Location labeling records
● ● ● ● ● ● ●
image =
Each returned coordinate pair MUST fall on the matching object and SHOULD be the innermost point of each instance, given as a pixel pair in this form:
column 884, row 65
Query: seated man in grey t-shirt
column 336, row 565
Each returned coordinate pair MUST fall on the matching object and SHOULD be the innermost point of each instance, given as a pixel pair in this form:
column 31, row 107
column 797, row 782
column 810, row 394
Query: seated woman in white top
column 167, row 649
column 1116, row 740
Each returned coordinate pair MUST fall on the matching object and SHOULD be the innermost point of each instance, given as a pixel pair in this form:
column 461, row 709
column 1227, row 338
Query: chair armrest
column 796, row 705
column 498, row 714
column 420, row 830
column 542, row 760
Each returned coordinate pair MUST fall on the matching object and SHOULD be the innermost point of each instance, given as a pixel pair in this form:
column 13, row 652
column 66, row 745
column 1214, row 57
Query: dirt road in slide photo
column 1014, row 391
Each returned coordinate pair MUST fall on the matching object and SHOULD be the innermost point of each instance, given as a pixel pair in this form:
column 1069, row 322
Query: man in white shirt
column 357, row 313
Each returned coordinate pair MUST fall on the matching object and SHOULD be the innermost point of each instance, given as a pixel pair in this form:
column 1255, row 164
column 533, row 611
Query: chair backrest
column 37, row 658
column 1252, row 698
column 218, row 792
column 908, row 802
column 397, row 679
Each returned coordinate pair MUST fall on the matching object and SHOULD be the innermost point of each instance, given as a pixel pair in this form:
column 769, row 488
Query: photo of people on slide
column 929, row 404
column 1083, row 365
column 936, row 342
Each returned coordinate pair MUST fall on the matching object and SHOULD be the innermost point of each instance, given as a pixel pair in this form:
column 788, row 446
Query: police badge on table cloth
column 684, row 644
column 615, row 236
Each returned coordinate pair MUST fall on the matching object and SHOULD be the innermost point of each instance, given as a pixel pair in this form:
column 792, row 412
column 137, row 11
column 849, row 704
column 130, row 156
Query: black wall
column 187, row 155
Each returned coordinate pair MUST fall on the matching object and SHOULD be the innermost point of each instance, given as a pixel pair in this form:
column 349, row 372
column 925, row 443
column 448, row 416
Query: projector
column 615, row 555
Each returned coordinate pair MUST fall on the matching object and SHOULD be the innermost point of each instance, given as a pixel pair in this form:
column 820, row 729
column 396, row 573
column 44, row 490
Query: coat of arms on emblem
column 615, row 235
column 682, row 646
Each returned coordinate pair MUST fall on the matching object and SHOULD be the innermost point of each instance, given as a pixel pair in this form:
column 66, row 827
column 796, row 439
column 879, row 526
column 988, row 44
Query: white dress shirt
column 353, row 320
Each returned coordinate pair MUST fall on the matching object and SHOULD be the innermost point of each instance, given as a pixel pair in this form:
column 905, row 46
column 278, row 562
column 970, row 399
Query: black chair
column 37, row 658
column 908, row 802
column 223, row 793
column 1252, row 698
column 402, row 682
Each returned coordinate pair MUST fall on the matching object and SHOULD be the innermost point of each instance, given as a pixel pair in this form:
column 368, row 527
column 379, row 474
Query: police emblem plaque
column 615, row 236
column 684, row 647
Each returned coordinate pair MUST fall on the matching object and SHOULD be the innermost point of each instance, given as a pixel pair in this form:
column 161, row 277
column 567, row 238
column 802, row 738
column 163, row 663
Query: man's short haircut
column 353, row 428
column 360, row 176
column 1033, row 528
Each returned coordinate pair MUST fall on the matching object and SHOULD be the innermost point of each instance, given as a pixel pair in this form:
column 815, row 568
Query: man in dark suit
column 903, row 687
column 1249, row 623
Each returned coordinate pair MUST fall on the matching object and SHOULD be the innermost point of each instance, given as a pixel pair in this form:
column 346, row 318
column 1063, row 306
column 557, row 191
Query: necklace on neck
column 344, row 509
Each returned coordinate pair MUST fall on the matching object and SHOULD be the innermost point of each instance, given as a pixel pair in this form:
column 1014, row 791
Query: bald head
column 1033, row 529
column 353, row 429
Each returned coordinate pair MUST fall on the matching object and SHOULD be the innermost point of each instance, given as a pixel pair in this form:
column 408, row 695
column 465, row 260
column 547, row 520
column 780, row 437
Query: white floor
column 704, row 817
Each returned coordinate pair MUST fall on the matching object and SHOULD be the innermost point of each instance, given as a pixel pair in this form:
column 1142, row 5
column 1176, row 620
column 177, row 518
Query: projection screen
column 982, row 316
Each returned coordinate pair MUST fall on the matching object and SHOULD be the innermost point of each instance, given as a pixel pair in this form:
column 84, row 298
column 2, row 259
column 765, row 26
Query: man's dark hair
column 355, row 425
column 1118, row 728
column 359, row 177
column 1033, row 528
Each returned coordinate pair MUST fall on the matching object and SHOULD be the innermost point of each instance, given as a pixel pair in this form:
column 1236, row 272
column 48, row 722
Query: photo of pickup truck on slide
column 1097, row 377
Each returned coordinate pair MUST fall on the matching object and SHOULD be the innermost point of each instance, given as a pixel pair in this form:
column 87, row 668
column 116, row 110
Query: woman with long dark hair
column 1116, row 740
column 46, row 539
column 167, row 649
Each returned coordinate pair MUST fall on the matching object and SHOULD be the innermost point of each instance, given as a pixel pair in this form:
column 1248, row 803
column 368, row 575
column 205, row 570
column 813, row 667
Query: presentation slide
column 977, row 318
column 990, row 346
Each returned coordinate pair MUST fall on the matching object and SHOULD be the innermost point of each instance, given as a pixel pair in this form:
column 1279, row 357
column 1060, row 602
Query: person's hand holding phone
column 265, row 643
● ● ● ● ● ● ●
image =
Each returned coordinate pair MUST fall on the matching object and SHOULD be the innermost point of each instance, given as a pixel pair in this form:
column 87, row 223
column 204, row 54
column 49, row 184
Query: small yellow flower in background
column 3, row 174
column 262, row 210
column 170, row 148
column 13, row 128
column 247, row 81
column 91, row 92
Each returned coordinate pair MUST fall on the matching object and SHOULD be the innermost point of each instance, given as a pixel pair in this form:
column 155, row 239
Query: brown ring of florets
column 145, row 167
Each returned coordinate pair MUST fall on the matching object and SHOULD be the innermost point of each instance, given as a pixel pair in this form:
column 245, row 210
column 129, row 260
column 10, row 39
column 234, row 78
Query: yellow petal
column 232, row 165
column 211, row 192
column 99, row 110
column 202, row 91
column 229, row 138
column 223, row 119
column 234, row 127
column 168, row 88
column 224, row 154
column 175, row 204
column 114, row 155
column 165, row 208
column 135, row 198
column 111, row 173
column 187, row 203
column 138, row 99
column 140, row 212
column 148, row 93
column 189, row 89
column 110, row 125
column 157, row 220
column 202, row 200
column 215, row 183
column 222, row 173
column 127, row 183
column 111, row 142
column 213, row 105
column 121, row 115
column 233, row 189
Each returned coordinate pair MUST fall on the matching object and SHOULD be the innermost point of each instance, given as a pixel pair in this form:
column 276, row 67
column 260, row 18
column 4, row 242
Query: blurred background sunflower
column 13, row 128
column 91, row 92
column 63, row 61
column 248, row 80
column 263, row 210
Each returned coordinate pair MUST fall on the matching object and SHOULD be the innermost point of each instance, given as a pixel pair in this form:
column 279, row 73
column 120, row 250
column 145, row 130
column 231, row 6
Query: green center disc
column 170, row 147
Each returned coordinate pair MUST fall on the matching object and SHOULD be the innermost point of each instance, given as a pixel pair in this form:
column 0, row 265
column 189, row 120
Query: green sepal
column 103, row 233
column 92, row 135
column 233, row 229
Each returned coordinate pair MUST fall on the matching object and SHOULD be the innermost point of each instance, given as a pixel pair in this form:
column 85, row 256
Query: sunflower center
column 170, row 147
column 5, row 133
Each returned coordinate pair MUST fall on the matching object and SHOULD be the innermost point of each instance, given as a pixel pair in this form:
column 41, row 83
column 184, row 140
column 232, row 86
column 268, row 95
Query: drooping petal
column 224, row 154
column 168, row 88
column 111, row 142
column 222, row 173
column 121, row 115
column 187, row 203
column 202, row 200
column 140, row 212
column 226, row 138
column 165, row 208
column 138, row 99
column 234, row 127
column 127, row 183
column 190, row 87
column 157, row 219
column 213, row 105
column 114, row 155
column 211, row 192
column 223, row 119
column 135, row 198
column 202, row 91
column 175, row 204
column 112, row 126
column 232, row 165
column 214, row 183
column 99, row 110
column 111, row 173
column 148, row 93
● ● ● ● ● ● ●
-- Exercise requirements --
Select every line of the data above that contains the string "petal" and copy those lines. Case counts, so only lines matching the string's capitalization qualify.

-- Reply --
Query: yellow petal
Query: drooping petal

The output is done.